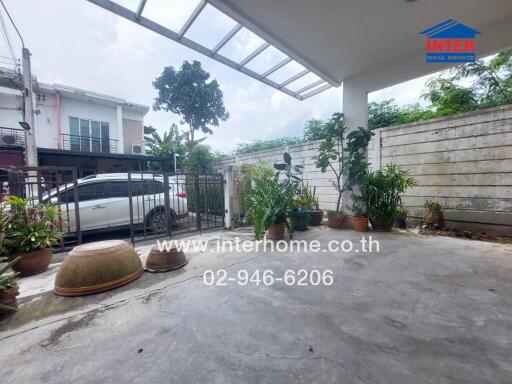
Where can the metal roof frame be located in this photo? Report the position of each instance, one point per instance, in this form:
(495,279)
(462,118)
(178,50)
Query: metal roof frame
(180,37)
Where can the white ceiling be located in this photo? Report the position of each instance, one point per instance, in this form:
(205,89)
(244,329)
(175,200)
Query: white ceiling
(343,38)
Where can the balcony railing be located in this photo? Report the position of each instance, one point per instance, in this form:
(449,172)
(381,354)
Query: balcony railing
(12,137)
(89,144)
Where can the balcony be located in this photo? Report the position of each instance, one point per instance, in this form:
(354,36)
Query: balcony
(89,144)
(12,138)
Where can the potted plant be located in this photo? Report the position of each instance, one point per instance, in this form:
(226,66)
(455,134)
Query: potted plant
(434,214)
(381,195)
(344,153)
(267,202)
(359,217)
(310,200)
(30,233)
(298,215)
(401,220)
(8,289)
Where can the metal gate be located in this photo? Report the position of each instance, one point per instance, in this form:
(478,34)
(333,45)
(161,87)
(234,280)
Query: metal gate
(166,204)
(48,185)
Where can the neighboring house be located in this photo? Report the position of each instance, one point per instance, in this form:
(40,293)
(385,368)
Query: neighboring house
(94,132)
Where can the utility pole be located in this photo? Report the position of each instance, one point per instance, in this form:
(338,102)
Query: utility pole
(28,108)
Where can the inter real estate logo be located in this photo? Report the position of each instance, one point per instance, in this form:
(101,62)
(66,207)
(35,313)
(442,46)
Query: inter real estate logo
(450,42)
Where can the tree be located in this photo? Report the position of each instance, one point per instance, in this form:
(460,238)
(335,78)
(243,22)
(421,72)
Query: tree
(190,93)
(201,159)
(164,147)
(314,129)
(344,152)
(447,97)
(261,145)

**Challenge**
Can you copy all of the data above verbatim, leaving out the pictures?

**Answer to the task**
Where can the metal roof frame be located in this photo? Report the position of each instance, one point per instance, in this form:
(495,279)
(462,118)
(178,50)
Query: metal roof frame
(180,37)
Where can the white ceiling be located in this photo? Report the position of each instance, one point per instance, in this form:
(205,89)
(244,329)
(175,200)
Query: white ceiling
(343,38)
Where can the balcony railing be located in this photo? Report the position of each instance, one point per instance, in this form:
(449,172)
(381,354)
Query: balcony railing
(12,137)
(89,144)
Where can the balcony be located in this photo? Report the position of each instance, one point per instance, in this form:
(354,36)
Query: balcony
(89,144)
(12,138)
Where can the potted plant be located in this photo? Report the position of each instance, one point per instance, in this form:
(226,66)
(455,134)
Query: potted plant
(434,214)
(381,195)
(344,153)
(267,202)
(359,217)
(310,200)
(30,233)
(298,215)
(401,220)
(8,289)
Where can the metal gate be located in this photo? Report the position of each instance, one point per instance, in this form:
(478,34)
(333,45)
(161,87)
(234,280)
Query: metal gate
(166,204)
(48,185)
Where can the neighboring house be located in this photo? Report the position of each instance, one point per instance, in this form:
(40,293)
(385,368)
Query: neighboring house
(94,132)
Where can the utility pole be located in this photo? Report the position of each instance, one point per instance, in this form:
(338,102)
Query: utility pole
(28,108)
Where can the inter real estate logo be located in this photo? Report the position of each instance, one point per instance, in this form:
(101,62)
(66,207)
(35,313)
(442,46)
Query: inter real estate logo
(450,42)
Where can the tree be located in this photo? Report the position of each instance, one point per instance, in this form:
(460,238)
(335,78)
(243,22)
(421,72)
Query: tree
(190,93)
(201,159)
(164,147)
(314,129)
(344,152)
(447,97)
(261,145)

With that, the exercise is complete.